### [Passage]
The crossing carries risks, but he insists it is safer than the other main trafficking hub, Bosaso in the Puntland, north-eastern Somalia. The trip from Bosaso to Yemen usually takes two days. But often the passengers making this trip are forced out of the boat a few kilometres off the coast of Yemen. Many don't make the swim to shore. Sometimes the overloaded boats capsize and the refugees face the risk of rape, shootings and murder at the hands of the traffickers.
According to the UNHCR, 89 people drowned in January and February this year after being forced off boats that had departed from the Puntland. Many of their bodies washed up on the shores of Yemen beaches.
"We do not do this," Hussein tells me. "We give to the people water and food. We take them all the way to Yemen." I wait in the wadi for an hour, watching people file on to the boats which leave every 15 minutes.
Gradually the Affar leave and one of the smugglers approaches, signalling me to come. I, too, am to make this journey across the Gulf of Aden. Nearly 50 people are crammed into the boat, essentially a fishing dhow. Row after row of people are squeezed next to each other. The boat sets off, heading north-east.
A young man from Ethiopia, his forehead covered in a line of 10 faded blue tattoos depicting the cross, says there is no work in his country. In Saudi Arabia he will have everything, like his friend in Riyadh, he says.
"Ethiopia is a very big country. I have no job and no monies. I calling to my friend and he says about his big house and big car. I say I must go, go, go." He has little money, but is carrying a significant amount of hasheesh, which he plans to sell in Saudi Arabia. Other people on the boat have bottles of vodka, which they will sell to Yemeni bootleggers to pay for the rest of the trip to Saudi.
Those who cannot afford to pay for a vehicle will attempt the journey on foot. There's no doubt that the trafficking trade is conducted with the knowledge, if not complicity, of the region's governments and authorities. Corruption is endemic and the human trafficking trade lucrative.

### [Recorded information]
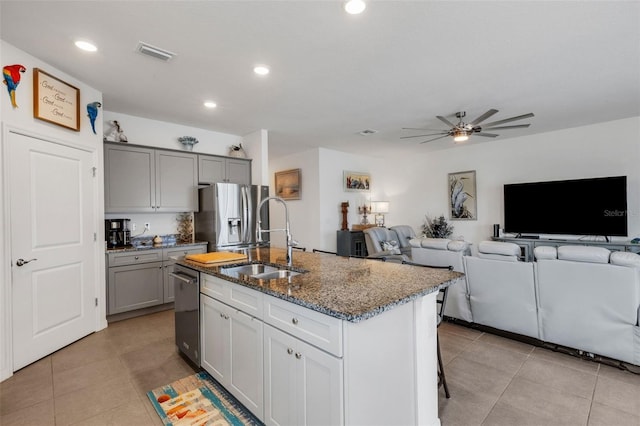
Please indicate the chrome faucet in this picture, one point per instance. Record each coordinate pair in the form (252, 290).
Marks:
(287, 229)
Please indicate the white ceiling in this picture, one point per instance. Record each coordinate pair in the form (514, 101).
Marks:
(399, 64)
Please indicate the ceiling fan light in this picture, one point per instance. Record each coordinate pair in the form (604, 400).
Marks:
(460, 136)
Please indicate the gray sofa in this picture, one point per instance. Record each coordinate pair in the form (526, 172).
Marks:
(585, 298)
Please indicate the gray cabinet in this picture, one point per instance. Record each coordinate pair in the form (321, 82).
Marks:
(140, 279)
(351, 243)
(213, 169)
(139, 179)
(135, 285)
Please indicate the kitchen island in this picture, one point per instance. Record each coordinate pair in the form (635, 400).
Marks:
(346, 341)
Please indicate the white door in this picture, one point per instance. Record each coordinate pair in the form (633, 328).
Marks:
(52, 197)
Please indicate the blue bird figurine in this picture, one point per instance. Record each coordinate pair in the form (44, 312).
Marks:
(92, 112)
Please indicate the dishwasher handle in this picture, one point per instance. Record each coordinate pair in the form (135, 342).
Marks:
(183, 277)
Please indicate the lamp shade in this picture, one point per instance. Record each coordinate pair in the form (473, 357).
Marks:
(380, 207)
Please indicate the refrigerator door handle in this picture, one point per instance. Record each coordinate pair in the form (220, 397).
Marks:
(247, 215)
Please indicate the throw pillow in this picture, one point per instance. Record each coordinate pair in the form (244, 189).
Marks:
(391, 246)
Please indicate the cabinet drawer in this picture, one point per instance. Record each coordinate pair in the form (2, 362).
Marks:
(320, 330)
(129, 258)
(235, 295)
(167, 254)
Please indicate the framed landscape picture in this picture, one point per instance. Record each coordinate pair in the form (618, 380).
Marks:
(356, 181)
(288, 184)
(462, 196)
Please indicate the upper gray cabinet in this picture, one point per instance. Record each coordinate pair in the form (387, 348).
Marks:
(212, 169)
(139, 179)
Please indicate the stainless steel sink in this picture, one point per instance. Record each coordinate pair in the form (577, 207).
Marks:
(274, 275)
(258, 271)
(252, 269)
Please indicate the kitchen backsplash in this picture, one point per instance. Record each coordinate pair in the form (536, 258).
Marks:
(159, 223)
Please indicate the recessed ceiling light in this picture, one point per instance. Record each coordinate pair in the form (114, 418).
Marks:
(355, 7)
(86, 46)
(261, 70)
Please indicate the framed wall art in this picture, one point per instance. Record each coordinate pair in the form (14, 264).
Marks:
(55, 101)
(356, 181)
(462, 196)
(288, 184)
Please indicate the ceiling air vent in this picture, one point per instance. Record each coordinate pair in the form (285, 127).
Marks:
(155, 52)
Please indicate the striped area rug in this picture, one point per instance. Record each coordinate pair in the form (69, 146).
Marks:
(198, 400)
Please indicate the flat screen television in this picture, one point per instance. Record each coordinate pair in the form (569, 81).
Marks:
(596, 206)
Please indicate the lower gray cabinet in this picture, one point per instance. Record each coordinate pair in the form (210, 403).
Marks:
(135, 287)
(140, 279)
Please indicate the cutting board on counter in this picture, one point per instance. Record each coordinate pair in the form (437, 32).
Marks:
(215, 257)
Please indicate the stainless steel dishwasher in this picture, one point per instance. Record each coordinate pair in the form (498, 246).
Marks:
(187, 311)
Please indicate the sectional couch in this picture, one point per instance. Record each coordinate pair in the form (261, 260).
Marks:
(580, 297)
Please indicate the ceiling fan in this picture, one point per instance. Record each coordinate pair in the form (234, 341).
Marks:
(462, 130)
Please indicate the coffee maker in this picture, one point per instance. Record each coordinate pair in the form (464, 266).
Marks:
(116, 232)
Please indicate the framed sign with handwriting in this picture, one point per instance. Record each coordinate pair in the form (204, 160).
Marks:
(55, 101)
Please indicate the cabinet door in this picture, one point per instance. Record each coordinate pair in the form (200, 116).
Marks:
(319, 386)
(246, 369)
(214, 338)
(211, 169)
(129, 181)
(238, 171)
(176, 181)
(280, 405)
(135, 287)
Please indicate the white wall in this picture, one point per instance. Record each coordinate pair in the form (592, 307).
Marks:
(161, 134)
(605, 149)
(22, 119)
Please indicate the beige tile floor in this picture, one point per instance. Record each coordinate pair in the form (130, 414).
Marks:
(103, 379)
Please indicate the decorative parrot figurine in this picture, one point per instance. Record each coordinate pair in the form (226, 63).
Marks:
(92, 113)
(12, 76)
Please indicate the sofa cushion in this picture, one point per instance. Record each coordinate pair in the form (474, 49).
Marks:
(456, 245)
(435, 243)
(545, 252)
(390, 246)
(623, 258)
(405, 233)
(584, 254)
(500, 248)
(415, 242)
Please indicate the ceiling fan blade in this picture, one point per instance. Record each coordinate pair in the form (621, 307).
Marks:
(420, 136)
(515, 126)
(506, 120)
(445, 121)
(483, 117)
(435, 139)
(422, 128)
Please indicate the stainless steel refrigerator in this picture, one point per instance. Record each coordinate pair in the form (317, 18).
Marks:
(227, 215)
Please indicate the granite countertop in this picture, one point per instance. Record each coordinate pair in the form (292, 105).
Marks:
(352, 289)
(150, 246)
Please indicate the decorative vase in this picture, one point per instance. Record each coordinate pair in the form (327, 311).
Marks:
(188, 142)
(237, 151)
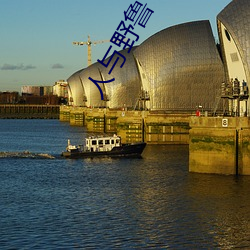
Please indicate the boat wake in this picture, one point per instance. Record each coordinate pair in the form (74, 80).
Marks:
(26, 154)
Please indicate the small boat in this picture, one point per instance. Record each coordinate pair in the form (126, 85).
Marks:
(96, 146)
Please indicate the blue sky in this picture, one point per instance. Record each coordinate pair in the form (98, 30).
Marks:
(36, 35)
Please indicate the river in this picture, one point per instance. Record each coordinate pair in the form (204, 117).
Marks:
(48, 202)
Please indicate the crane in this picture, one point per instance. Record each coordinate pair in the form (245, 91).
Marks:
(89, 43)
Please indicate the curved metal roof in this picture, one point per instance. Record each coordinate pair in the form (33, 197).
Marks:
(182, 66)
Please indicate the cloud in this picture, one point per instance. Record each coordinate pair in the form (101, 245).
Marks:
(57, 66)
(7, 66)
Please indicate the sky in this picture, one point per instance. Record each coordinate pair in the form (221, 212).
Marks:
(36, 35)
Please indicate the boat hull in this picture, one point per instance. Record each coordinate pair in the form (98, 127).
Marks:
(131, 150)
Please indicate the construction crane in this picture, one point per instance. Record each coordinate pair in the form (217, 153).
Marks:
(89, 43)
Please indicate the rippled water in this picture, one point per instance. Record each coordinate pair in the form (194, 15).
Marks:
(148, 203)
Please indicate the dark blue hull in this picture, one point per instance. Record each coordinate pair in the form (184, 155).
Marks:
(132, 150)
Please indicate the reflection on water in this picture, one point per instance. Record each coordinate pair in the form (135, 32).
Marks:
(107, 203)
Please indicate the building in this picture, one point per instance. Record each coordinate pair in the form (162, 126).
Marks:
(177, 69)
(60, 89)
(234, 34)
(37, 90)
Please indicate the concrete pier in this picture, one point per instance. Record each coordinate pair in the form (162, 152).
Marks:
(219, 145)
(132, 126)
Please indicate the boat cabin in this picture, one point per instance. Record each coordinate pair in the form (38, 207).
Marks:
(105, 143)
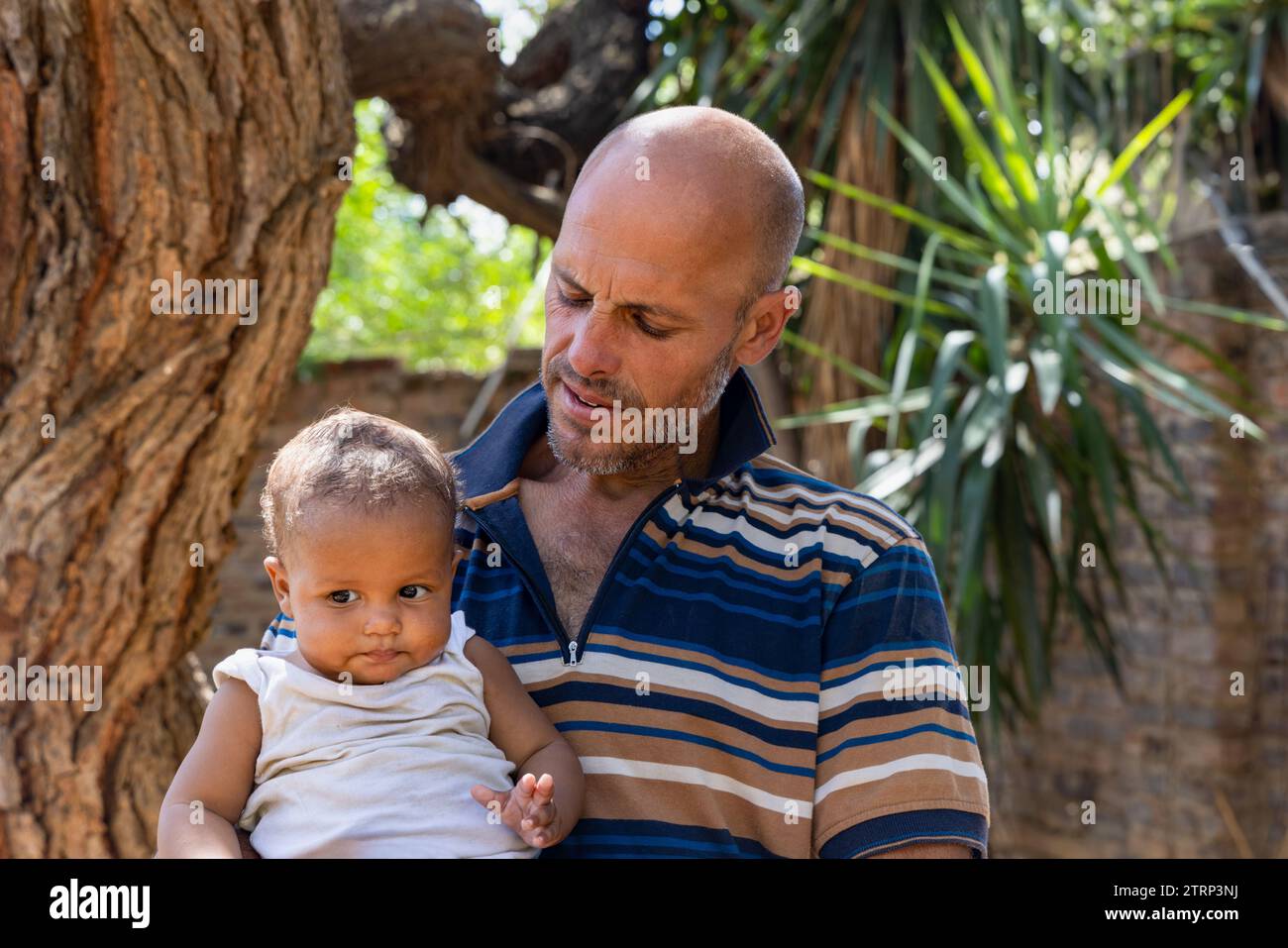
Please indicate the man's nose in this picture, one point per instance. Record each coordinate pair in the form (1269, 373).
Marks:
(595, 344)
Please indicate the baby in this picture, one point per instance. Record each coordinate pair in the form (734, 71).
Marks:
(390, 729)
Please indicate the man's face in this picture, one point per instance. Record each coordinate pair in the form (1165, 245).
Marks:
(640, 308)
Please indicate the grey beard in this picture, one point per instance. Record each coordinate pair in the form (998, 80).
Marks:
(634, 456)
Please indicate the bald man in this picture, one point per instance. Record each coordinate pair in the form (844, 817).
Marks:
(717, 634)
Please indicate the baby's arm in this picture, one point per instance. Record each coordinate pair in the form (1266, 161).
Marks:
(219, 773)
(541, 810)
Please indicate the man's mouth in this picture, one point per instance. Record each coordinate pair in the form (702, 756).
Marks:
(585, 401)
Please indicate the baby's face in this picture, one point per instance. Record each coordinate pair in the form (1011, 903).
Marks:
(370, 592)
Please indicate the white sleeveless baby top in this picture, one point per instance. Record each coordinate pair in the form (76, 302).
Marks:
(374, 771)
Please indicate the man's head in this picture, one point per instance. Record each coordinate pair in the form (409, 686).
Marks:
(666, 275)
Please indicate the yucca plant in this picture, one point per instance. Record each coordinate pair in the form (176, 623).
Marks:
(999, 410)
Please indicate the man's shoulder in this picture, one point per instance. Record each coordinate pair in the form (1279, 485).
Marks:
(772, 480)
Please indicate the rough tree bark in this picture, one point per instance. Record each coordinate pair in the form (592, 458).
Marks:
(219, 163)
(128, 155)
(511, 138)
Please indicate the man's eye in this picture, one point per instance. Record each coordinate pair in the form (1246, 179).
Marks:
(648, 330)
(570, 300)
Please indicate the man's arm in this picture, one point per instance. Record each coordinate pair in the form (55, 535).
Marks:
(897, 773)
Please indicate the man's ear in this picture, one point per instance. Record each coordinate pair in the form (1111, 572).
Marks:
(281, 583)
(765, 321)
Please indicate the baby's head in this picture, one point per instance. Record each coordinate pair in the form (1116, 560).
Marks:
(359, 515)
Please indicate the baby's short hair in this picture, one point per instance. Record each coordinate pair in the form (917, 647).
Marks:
(355, 456)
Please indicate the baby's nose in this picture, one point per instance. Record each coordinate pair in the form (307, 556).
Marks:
(378, 625)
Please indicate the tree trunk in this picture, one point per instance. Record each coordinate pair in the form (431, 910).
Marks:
(134, 149)
(510, 138)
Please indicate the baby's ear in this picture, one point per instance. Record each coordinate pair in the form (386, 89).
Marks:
(281, 583)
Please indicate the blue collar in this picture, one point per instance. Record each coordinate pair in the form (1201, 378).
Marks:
(492, 460)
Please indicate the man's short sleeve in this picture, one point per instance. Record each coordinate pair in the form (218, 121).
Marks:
(893, 769)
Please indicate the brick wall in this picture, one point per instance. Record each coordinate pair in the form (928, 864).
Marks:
(1176, 766)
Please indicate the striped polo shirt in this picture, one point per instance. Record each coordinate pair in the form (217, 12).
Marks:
(726, 691)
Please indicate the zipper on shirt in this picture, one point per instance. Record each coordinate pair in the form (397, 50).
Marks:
(588, 623)
(570, 647)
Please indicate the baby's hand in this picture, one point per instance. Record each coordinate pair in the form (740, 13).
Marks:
(528, 809)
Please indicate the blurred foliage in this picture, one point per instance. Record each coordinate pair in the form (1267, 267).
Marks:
(1001, 411)
(434, 290)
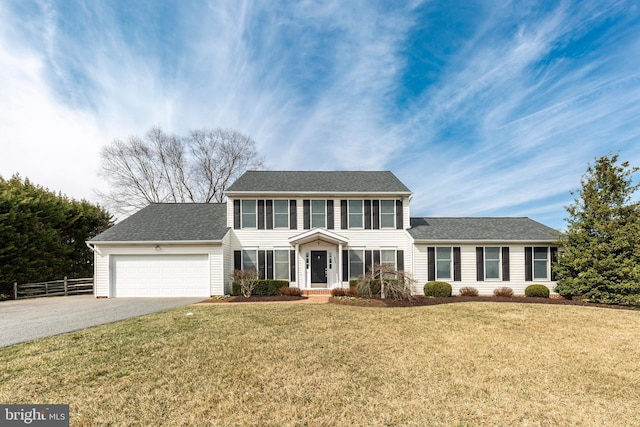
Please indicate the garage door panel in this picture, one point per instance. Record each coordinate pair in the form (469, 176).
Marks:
(160, 275)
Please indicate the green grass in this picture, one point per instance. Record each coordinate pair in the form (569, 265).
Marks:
(304, 364)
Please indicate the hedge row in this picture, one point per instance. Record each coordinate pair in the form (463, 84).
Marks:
(263, 287)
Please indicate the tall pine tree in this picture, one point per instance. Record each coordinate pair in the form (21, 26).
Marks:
(601, 257)
(43, 234)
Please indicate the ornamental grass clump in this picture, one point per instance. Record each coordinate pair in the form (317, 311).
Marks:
(437, 289)
(536, 291)
(503, 291)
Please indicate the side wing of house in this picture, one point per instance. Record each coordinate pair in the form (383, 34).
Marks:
(484, 253)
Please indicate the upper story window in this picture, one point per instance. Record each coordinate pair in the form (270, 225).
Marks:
(280, 214)
(318, 213)
(249, 214)
(371, 214)
(387, 214)
(264, 214)
(356, 214)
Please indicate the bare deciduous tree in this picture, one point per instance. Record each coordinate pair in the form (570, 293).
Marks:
(162, 167)
(247, 279)
(394, 284)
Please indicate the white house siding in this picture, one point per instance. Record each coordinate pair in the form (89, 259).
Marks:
(468, 267)
(104, 252)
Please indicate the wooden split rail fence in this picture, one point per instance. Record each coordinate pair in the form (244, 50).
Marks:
(53, 288)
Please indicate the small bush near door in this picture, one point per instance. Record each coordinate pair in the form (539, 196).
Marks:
(290, 291)
(468, 291)
(437, 289)
(263, 287)
(540, 291)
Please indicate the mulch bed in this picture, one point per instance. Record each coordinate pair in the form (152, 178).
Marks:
(255, 298)
(417, 301)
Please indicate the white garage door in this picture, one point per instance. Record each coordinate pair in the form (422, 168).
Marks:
(160, 276)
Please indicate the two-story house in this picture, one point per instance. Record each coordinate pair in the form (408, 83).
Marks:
(317, 230)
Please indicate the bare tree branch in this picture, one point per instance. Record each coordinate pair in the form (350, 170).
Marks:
(163, 167)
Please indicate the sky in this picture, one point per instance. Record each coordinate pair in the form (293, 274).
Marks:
(482, 108)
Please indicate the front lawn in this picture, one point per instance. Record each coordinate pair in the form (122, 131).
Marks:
(304, 364)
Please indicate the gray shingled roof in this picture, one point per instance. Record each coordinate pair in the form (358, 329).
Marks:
(480, 229)
(164, 222)
(317, 181)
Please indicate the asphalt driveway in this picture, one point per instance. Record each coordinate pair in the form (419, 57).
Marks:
(30, 319)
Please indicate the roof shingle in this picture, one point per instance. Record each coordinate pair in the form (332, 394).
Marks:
(518, 229)
(164, 222)
(318, 181)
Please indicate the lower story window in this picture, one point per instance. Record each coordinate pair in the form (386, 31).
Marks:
(356, 263)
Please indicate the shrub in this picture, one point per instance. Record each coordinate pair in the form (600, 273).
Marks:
(437, 289)
(503, 291)
(468, 291)
(290, 291)
(263, 287)
(338, 292)
(540, 291)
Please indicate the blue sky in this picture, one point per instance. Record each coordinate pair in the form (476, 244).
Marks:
(482, 108)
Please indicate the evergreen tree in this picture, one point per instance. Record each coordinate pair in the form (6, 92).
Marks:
(43, 234)
(601, 256)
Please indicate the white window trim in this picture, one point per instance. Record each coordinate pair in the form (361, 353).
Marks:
(546, 260)
(493, 279)
(324, 213)
(393, 227)
(350, 227)
(242, 214)
(288, 203)
(450, 262)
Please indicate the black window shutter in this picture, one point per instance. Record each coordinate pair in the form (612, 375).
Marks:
(306, 204)
(345, 265)
(506, 270)
(399, 215)
(260, 214)
(457, 267)
(376, 214)
(269, 216)
(368, 261)
(262, 270)
(431, 263)
(236, 214)
(269, 264)
(528, 263)
(367, 214)
(293, 219)
(292, 266)
(480, 264)
(343, 215)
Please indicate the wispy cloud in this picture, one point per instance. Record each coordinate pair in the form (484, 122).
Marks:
(484, 109)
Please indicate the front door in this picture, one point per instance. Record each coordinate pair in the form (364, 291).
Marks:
(319, 267)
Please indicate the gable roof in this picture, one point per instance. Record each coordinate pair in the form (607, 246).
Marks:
(165, 222)
(318, 181)
(478, 229)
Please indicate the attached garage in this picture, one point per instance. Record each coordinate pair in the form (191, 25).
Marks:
(160, 276)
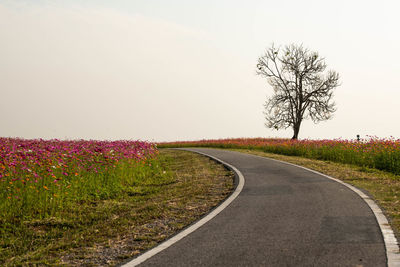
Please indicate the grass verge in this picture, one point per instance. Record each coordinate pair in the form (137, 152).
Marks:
(108, 231)
(383, 187)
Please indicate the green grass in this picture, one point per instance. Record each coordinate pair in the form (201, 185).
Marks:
(150, 203)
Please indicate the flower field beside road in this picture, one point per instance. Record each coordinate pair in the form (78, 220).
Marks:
(373, 152)
(40, 178)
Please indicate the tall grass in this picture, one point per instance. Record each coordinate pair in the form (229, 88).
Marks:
(40, 178)
(382, 154)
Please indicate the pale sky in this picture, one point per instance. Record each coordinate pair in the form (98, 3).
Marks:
(185, 70)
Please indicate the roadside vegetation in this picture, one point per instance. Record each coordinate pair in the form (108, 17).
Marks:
(98, 203)
(372, 165)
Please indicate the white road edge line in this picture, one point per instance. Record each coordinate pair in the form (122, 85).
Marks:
(145, 256)
(391, 244)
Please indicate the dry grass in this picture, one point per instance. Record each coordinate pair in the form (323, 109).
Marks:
(107, 232)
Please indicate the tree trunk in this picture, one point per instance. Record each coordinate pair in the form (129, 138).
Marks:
(296, 129)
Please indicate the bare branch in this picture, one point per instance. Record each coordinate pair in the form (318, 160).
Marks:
(301, 89)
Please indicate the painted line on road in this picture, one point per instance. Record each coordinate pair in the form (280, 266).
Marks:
(391, 243)
(145, 256)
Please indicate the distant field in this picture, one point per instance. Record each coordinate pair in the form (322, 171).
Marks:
(381, 154)
(97, 202)
(372, 165)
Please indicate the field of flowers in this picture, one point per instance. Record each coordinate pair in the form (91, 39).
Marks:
(40, 178)
(373, 152)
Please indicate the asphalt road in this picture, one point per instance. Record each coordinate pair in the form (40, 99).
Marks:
(284, 216)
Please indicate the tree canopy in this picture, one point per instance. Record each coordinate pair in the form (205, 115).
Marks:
(302, 88)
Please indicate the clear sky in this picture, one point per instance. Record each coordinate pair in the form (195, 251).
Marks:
(185, 70)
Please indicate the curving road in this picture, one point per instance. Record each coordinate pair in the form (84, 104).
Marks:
(284, 216)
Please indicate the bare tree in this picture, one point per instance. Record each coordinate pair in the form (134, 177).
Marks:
(301, 88)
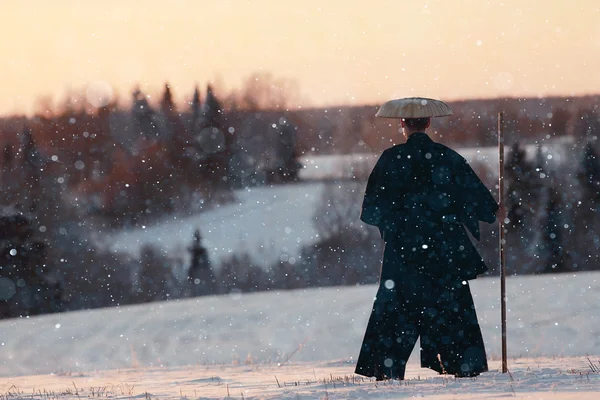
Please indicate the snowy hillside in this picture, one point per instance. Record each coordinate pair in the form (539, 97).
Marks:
(551, 315)
(268, 222)
(265, 222)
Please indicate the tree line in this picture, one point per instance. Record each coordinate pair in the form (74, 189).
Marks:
(68, 176)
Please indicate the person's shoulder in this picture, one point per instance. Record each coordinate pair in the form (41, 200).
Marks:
(449, 152)
(395, 150)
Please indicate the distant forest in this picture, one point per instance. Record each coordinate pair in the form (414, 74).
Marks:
(70, 173)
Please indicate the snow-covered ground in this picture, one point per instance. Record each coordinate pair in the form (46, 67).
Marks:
(268, 222)
(265, 222)
(190, 348)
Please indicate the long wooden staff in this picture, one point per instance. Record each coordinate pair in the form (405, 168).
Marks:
(501, 235)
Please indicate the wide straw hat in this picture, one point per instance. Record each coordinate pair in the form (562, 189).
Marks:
(413, 107)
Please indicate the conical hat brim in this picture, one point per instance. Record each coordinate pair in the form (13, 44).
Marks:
(413, 107)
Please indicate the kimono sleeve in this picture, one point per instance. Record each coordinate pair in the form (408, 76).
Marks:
(375, 203)
(478, 203)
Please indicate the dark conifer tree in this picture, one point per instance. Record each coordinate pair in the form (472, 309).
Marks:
(589, 176)
(200, 275)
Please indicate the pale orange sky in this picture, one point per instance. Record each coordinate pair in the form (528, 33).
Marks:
(338, 52)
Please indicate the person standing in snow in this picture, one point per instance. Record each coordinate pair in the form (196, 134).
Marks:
(423, 196)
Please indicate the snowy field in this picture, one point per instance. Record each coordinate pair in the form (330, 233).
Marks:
(268, 222)
(297, 344)
(264, 222)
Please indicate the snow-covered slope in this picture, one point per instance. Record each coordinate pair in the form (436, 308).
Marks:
(548, 315)
(265, 222)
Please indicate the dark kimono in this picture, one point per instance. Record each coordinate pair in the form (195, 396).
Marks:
(423, 196)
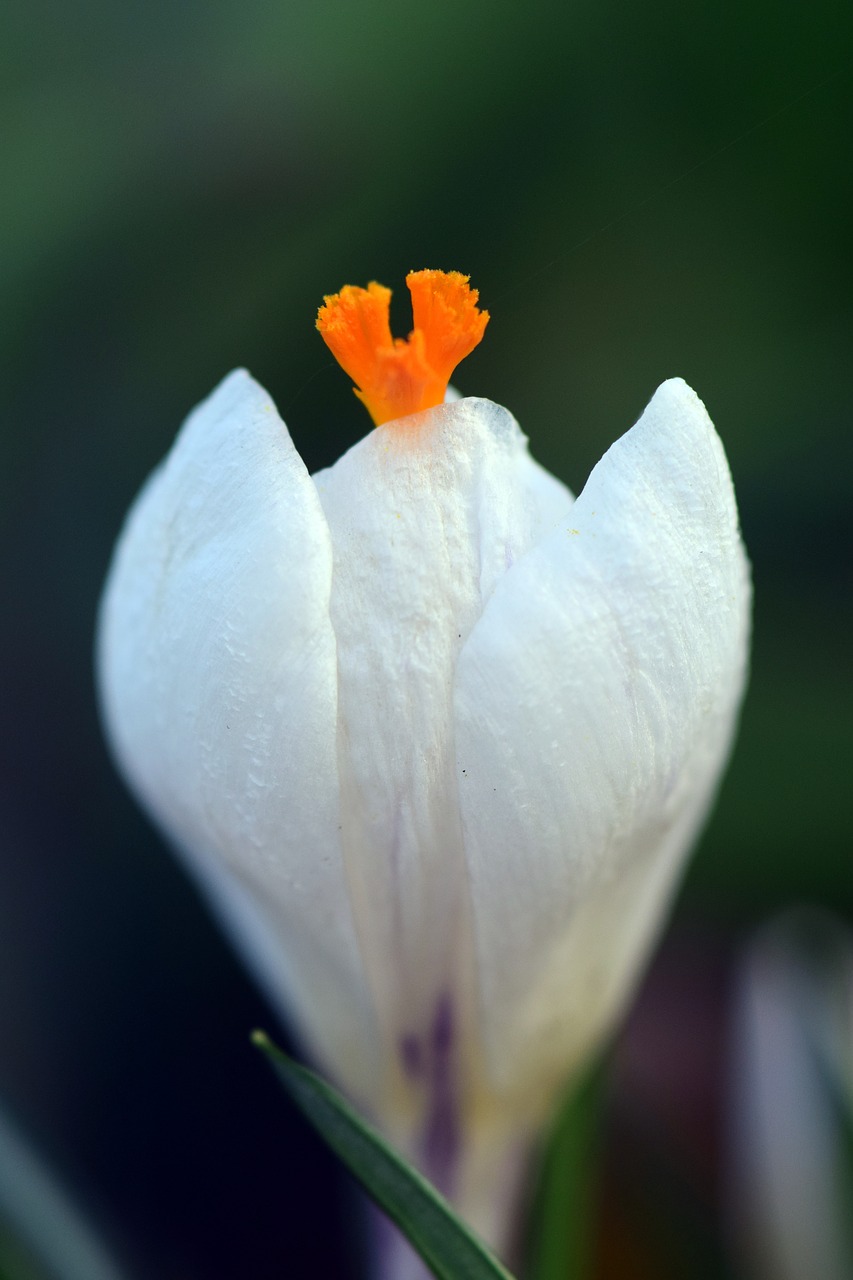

### [Job 1]
In the passage about the Gulf of Aden crossing, answer these:
(a) How long does the trip from Bosaso to Yemen usually take?
(b) According to the UNHCR, how many people drowned in January and February after being forced off boats from the Puntland?
(c) How often do the boats leave the wadi?
### [Job 2]
Reproduce everything in the passage about the Gulf of Aden crossing from "According to the" down to "off, heading north-east.".

### [Solution 1]
(a) Two days.
(b) 89 people.
(c) Every 15 minutes.

### [Solution 2]
According to the UNHCR, 89 people drowned in January and February this year after being forced off boats that had departed from the Puntland. Many of their bodies washed up on the shores of Yemen beaches.
"We do not do this," Hussein tells me. "We give to the people water and food. We take them all the way to Yemen." I wait in the wadi for an hour, watching people file on to the boats which leave every 15 minutes.
Gradually the Affar leave and one of the smugglers approaches, signalling me to come. I, too, am to make this journey across the Gulf of Aden. Nearly 50 people are crammed into the boat, essentially a fishing dhow. Row after row of people are squeezed next to each other. The boat sets off, heading north-east.